#### EXCERPTED PASSAGE:
◆ ◆ ◆

Southern Sparkling Jule hunted industriously, digging into the country and consistently popping out from time to time in an easy way. Her race on the second day was even better than on the first. Her first find, in the first brace on Monday, was at 14 a few minutes after crossing Buford Ellington Road and off to the west some distance in the area called Morgan Swamp. She handled the flush and shot well, just as she did again at 42 when she found birds in the long field between Turner pines and Turner ditch.

In the fifth brace on Tuesday she hunted with purpose for 56 minutes until finding birds near the end of the course. As mentioned, none of the dogs called back found any birds the third morning and none of the four caused their handlers any anxiety as they were all easily located after time was called in order that the judges could achieve the mandatory requirement of seeing the dogs at the end of the callback heat.

The judges requested Mohawk Mill Image and Reloaded be on standby but after the dogs called back had run the judges said they had made their decision and the stake was finished.

Mohawk Mill Image is owned by Gary Winall from Virginia. Image competed in the fourth brace on Monday and the first brace on Tuesday. He ran well both days and demonstrated great strength on the ground but had no birds either day. He backed Fire Dancer at 36 on the second morning when she had an unproductive in the Turner pines.

◆ ◆ ◆

#### RECORDS FOR THE EXERCISE:
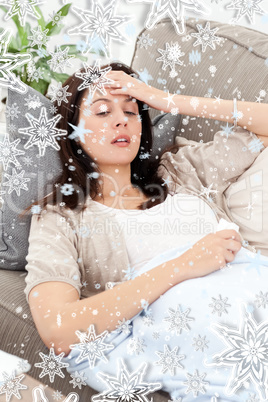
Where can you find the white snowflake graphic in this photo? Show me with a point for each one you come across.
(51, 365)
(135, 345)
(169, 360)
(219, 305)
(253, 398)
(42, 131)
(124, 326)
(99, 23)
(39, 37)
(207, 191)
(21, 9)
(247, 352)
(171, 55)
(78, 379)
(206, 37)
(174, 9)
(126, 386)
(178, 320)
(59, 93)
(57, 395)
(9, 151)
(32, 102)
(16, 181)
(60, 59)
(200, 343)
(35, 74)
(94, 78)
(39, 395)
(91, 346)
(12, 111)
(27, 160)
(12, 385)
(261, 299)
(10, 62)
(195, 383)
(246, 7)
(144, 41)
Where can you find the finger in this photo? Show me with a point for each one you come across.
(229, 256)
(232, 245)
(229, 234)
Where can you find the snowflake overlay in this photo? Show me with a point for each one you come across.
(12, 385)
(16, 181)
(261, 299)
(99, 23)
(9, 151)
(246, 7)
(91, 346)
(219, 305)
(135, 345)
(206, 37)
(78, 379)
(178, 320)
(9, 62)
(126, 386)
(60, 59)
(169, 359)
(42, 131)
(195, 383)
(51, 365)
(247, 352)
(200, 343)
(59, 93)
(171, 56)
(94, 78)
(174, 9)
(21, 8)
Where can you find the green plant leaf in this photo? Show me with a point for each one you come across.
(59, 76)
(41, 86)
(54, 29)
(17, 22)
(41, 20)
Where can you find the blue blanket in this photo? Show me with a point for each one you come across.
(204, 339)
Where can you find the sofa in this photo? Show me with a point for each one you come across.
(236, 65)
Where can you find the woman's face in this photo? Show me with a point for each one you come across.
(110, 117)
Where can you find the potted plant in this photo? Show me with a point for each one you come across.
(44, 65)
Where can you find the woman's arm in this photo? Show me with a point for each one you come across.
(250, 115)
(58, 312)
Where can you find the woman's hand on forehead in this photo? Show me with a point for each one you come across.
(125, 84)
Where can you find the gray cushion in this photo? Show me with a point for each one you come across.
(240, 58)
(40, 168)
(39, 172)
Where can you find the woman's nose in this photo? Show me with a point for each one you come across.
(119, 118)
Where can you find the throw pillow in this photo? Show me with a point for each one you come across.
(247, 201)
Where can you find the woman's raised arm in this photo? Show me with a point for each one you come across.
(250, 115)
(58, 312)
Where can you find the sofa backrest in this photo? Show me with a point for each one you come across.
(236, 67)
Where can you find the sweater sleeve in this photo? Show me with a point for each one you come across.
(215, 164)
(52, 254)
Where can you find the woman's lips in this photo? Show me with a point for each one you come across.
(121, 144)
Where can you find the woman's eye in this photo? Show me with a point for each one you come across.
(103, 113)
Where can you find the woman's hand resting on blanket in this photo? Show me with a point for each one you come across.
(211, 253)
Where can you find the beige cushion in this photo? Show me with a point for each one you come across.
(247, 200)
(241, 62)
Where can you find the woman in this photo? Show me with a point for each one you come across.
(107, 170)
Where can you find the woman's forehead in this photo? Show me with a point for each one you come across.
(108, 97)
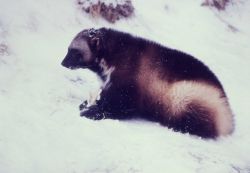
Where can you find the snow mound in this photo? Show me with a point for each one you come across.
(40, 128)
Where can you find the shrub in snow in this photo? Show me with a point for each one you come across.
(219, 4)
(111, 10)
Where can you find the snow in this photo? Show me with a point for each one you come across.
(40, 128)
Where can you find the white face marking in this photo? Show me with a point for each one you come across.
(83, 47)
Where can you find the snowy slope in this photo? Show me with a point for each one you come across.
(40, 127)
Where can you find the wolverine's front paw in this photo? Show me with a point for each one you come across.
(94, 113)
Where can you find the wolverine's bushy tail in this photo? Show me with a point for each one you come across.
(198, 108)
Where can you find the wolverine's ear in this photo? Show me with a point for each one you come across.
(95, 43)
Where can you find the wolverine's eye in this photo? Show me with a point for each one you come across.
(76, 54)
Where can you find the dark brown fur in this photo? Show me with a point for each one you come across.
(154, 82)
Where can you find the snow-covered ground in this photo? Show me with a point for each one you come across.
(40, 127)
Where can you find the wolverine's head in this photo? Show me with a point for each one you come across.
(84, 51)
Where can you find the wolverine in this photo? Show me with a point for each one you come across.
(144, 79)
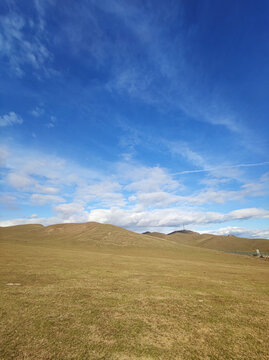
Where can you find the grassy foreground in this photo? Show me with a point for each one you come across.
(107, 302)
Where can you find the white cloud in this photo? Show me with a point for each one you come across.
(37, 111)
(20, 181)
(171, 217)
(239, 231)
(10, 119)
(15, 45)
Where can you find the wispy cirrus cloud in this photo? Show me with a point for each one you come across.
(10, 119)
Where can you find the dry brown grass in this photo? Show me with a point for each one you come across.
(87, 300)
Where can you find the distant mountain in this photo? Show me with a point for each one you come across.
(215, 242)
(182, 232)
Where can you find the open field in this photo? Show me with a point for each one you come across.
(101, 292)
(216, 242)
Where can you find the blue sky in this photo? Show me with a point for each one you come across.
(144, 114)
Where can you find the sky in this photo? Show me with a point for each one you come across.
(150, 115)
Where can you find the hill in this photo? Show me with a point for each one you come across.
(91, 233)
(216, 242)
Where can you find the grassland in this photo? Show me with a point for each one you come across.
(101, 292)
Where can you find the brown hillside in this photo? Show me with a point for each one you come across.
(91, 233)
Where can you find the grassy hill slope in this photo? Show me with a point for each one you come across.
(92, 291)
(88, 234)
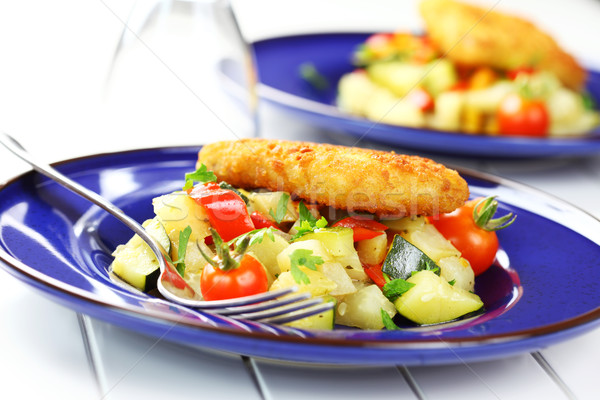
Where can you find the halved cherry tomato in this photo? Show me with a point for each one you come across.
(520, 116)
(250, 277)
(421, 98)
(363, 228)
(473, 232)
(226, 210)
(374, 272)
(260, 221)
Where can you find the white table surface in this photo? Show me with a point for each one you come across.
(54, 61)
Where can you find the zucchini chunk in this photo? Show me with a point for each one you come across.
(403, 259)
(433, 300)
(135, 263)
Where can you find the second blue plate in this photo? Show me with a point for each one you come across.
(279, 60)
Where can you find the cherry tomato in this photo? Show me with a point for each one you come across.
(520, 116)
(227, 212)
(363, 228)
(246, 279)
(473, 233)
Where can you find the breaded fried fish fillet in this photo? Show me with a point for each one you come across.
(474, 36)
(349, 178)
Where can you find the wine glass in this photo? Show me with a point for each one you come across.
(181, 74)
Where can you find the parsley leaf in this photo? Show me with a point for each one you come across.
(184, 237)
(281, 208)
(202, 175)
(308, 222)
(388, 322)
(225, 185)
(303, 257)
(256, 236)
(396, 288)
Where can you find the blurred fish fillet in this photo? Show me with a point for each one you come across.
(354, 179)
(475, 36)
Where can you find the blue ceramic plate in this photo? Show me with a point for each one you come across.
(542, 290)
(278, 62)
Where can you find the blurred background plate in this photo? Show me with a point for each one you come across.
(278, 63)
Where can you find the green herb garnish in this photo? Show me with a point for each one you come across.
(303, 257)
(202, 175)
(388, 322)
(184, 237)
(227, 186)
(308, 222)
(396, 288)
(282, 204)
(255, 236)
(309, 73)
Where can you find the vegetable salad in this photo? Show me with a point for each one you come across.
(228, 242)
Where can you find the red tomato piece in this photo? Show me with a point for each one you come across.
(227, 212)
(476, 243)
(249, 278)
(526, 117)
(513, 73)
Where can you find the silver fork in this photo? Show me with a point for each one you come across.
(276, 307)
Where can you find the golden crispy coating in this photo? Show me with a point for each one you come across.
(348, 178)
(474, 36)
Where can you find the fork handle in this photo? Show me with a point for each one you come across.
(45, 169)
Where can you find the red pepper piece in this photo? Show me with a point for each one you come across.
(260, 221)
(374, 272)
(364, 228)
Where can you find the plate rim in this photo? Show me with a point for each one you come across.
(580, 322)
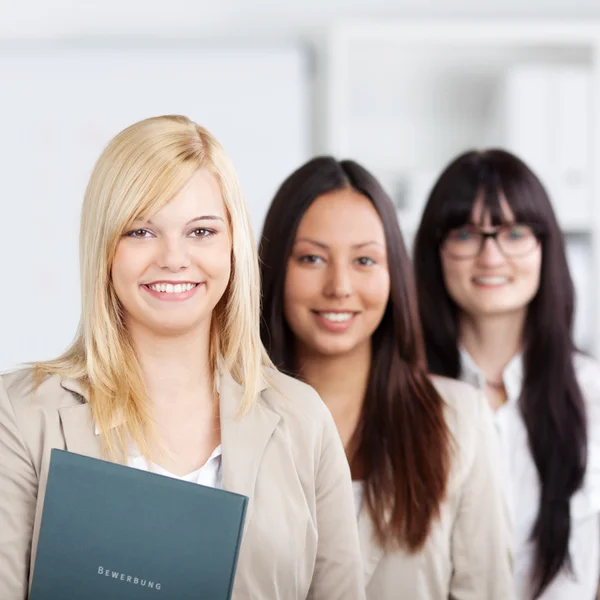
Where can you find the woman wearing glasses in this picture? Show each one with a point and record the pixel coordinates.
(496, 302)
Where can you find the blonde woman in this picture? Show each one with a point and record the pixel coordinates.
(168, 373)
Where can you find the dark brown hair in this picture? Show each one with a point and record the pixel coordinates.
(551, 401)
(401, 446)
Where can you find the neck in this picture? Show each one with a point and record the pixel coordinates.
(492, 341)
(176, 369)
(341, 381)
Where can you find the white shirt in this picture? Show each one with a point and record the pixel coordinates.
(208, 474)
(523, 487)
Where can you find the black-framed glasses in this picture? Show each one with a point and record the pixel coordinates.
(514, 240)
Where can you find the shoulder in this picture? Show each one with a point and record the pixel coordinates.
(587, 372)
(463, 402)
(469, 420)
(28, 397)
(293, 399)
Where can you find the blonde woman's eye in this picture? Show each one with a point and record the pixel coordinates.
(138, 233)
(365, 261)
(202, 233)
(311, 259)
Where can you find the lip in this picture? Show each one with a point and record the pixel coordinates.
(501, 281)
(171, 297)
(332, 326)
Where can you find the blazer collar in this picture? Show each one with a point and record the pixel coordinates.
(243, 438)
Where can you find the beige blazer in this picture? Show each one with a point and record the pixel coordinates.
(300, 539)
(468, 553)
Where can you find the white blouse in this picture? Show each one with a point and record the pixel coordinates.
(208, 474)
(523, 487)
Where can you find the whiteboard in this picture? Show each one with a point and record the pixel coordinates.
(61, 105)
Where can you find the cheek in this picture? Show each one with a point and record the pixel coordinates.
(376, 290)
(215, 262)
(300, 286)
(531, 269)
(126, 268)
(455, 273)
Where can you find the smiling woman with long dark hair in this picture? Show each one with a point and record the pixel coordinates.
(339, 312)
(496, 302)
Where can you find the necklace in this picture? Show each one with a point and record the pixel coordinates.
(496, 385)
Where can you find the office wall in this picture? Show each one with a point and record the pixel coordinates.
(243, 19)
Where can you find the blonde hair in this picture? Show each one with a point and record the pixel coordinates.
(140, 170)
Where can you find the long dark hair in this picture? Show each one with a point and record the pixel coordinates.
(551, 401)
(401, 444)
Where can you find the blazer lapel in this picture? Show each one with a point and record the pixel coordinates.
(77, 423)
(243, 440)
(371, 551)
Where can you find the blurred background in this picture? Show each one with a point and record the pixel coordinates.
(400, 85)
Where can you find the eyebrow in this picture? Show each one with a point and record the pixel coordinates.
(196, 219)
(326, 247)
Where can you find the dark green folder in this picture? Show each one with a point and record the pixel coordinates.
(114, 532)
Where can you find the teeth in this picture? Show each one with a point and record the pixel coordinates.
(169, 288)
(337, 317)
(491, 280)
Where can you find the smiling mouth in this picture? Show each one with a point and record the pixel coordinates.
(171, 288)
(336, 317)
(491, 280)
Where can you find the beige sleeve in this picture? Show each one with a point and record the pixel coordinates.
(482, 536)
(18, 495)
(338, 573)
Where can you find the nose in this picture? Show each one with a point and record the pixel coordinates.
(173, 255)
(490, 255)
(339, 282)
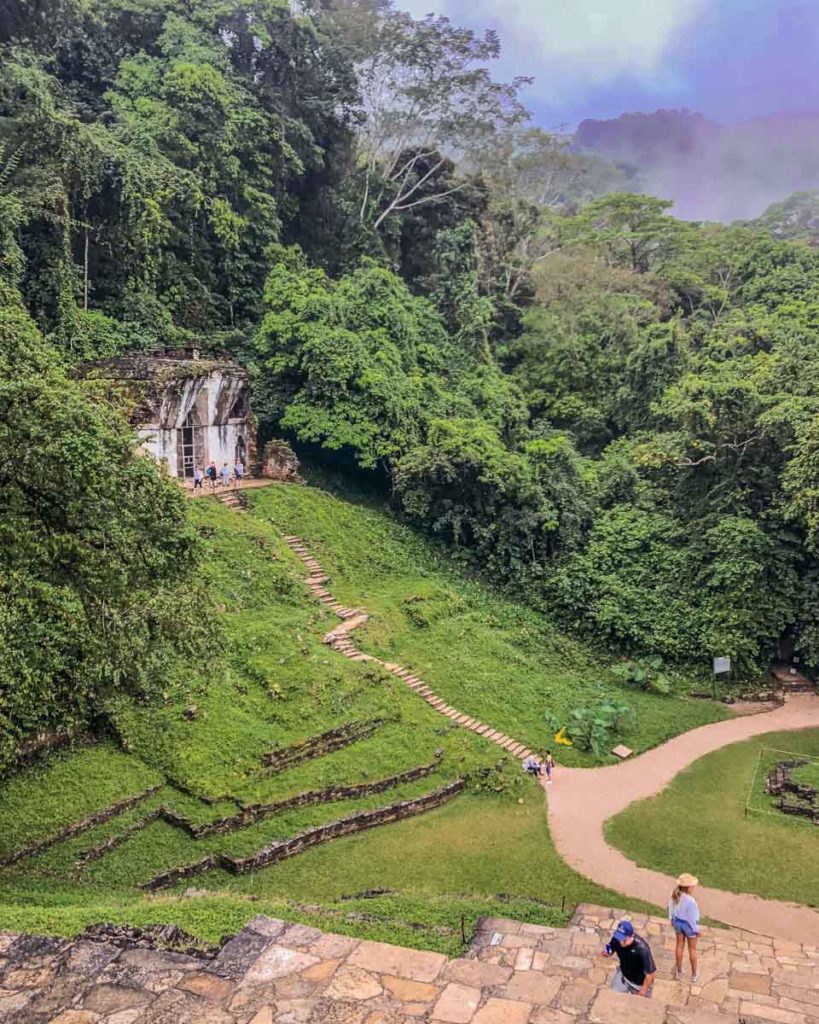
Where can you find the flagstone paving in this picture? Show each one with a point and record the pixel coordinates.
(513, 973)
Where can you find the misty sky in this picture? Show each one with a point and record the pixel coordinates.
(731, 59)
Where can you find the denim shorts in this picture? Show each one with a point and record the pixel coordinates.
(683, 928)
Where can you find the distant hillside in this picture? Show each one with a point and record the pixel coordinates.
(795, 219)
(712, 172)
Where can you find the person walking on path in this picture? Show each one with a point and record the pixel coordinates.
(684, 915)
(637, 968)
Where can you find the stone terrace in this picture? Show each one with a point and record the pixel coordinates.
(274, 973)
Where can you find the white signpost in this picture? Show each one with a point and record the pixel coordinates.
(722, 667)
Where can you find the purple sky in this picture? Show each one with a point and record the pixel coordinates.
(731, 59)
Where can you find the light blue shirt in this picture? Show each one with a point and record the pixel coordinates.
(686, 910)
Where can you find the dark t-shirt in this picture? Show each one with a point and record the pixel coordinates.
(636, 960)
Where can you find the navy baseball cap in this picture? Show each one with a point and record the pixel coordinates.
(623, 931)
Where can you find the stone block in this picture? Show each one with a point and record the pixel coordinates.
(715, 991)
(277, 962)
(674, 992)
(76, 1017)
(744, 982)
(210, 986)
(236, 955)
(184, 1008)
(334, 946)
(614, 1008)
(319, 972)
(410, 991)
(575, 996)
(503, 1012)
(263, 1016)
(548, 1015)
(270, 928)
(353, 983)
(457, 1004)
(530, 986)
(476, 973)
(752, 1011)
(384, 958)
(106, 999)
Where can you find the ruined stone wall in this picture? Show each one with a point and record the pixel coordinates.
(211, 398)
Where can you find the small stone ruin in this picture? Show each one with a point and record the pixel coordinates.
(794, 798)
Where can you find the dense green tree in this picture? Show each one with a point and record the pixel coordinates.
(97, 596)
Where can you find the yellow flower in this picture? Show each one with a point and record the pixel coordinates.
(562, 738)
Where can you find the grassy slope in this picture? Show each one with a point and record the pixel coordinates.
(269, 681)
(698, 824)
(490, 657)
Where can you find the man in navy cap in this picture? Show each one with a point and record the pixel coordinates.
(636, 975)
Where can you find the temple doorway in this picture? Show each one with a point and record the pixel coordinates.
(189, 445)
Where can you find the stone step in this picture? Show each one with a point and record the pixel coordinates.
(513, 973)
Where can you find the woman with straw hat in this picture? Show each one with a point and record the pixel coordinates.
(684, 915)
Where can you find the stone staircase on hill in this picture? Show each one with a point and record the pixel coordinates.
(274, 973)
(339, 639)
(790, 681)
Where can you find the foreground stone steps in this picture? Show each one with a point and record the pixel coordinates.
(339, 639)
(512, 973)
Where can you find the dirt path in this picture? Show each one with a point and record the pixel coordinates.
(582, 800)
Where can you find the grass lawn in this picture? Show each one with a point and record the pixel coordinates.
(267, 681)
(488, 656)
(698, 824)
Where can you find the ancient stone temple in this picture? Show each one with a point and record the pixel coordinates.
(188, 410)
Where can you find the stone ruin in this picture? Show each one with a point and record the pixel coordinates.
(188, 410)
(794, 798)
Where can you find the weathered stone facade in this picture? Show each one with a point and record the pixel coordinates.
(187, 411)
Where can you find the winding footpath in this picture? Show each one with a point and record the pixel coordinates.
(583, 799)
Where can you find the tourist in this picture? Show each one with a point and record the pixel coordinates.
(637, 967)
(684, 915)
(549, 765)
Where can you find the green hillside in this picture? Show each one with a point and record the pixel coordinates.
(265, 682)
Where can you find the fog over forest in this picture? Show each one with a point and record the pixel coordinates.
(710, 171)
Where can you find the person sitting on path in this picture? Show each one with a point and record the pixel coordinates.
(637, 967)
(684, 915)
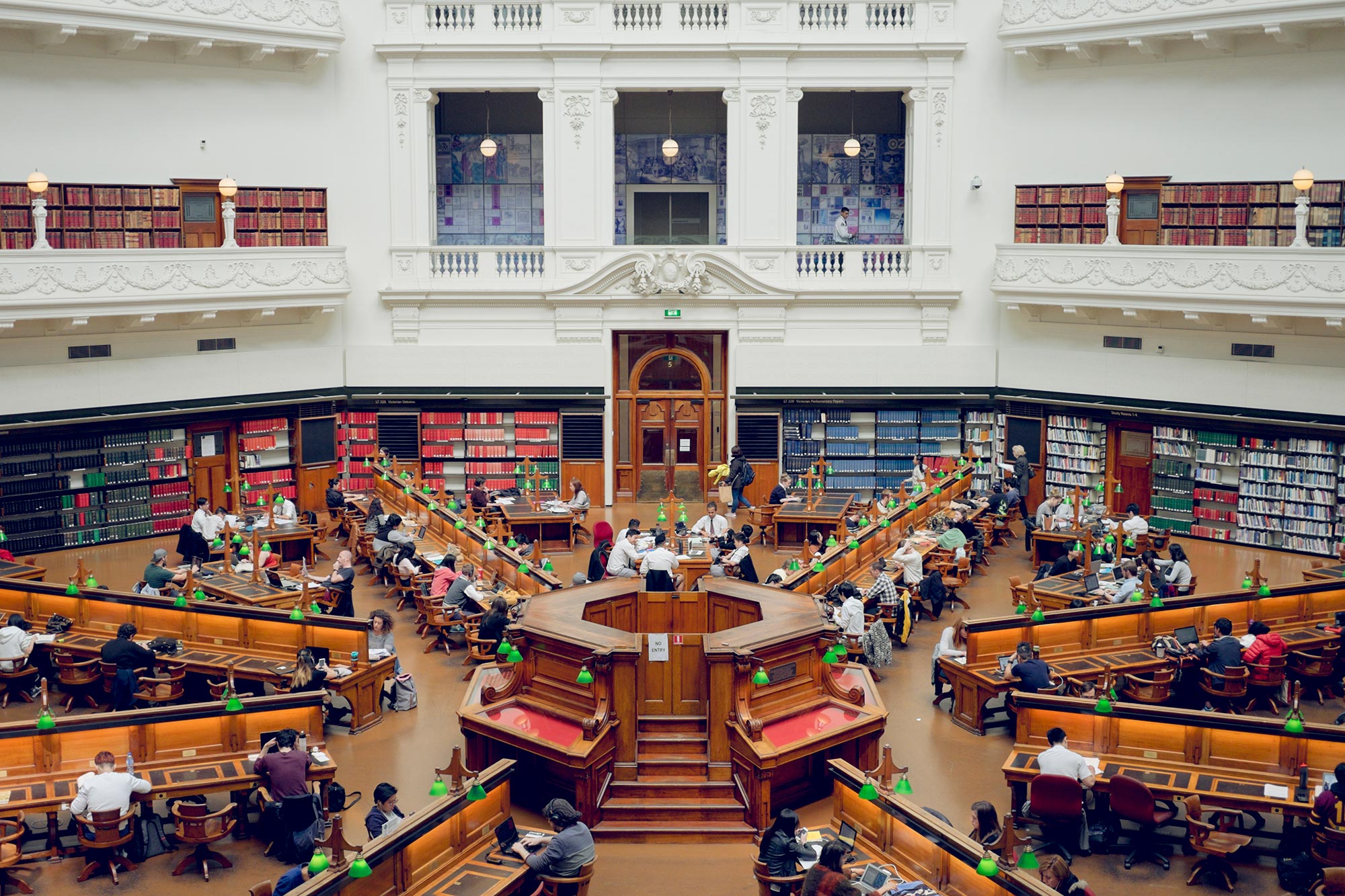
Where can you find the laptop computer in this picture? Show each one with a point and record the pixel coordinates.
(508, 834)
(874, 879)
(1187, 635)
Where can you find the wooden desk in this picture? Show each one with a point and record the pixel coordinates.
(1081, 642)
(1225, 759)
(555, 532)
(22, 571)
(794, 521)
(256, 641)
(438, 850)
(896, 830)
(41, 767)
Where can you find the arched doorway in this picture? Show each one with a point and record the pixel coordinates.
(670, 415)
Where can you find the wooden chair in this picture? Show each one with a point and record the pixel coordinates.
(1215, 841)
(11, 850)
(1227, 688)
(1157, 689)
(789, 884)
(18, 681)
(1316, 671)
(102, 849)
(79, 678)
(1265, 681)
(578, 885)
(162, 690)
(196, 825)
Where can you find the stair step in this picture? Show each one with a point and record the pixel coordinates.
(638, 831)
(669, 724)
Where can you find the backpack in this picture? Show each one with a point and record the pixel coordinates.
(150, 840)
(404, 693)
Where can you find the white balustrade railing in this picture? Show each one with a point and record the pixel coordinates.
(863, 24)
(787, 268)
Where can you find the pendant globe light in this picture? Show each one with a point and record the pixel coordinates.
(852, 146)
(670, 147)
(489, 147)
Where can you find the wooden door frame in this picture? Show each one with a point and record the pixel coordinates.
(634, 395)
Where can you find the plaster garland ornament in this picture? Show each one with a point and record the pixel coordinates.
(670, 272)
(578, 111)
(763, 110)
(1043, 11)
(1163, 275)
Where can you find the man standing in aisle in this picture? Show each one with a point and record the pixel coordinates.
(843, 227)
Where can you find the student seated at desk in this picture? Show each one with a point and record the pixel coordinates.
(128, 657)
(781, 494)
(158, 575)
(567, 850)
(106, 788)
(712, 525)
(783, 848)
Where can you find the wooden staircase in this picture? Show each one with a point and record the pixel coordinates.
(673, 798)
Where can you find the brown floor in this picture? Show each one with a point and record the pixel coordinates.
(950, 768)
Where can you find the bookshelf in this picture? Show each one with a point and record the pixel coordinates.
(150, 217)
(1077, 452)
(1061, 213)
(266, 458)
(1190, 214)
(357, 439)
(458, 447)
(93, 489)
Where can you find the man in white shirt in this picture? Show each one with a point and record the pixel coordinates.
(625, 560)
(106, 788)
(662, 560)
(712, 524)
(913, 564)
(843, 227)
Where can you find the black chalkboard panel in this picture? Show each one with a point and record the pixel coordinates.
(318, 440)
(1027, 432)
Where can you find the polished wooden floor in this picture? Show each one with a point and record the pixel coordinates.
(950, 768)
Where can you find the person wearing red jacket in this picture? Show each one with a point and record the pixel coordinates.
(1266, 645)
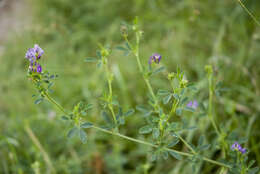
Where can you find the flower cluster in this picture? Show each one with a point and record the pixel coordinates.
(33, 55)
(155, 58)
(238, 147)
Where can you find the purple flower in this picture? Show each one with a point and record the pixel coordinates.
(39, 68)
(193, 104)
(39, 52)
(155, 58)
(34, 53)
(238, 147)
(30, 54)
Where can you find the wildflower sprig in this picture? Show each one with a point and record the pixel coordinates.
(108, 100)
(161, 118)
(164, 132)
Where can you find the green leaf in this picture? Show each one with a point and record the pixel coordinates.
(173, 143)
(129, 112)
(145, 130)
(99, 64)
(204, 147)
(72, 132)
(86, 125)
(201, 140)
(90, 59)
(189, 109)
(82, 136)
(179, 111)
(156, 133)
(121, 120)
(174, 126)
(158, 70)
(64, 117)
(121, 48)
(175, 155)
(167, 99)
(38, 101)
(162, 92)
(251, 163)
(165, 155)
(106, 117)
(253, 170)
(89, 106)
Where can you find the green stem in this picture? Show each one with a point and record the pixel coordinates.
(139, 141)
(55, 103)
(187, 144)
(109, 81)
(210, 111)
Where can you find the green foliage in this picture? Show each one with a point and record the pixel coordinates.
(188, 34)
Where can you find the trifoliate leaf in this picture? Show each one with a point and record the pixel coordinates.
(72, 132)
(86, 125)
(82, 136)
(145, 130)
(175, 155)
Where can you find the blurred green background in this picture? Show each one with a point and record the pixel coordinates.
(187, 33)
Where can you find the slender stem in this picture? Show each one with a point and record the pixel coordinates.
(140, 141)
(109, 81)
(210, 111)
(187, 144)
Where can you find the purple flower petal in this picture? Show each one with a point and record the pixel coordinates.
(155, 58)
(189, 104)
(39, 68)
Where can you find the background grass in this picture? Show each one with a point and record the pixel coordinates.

◆ ◆ ◆

#### PROBLEMS:
(1) According to the field trial report, where did Southern Sparkling Jule find birds at 42?
(2) Count the lines of the records that contain the string "staircase", with case counting, and give only the number.
The records have nothing to do with the field trial report.

#### EXPECTED ANSWERS:
(1) In the long field between Turner pines and Turner ditch.

(2) 2